*OBJECTIVE*
Extract every line of the material below that contains the string "grassy", treating uppercase and lowercase as distinct.

*EXTRACTED DATA*
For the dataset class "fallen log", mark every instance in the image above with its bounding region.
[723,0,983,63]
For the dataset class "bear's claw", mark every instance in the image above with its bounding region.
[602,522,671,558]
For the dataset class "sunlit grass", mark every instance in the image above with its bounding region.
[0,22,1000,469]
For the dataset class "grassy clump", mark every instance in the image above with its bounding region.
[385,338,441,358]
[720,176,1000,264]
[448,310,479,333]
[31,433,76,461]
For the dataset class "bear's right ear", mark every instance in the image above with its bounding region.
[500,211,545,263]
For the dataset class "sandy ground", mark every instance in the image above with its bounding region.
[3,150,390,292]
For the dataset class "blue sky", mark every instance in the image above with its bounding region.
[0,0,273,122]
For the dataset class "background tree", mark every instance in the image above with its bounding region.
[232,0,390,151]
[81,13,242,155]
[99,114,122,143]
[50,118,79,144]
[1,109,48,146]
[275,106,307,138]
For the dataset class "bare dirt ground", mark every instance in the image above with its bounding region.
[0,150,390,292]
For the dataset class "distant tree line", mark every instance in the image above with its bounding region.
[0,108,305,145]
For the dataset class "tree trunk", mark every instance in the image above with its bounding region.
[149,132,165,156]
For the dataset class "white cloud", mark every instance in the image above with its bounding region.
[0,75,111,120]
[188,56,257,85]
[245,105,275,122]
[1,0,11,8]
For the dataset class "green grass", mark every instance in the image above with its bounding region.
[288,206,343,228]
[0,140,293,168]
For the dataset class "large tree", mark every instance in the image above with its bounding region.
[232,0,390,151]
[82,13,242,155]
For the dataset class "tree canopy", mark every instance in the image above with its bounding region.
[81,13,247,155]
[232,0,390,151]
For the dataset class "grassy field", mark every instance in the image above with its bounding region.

*SOLVED EXERCISE*
For the dataset class "grassy clump", mark every instance in the image above with its bounding region.
For the dataset class "grassy field", mark every instance in the image above with its bounding region.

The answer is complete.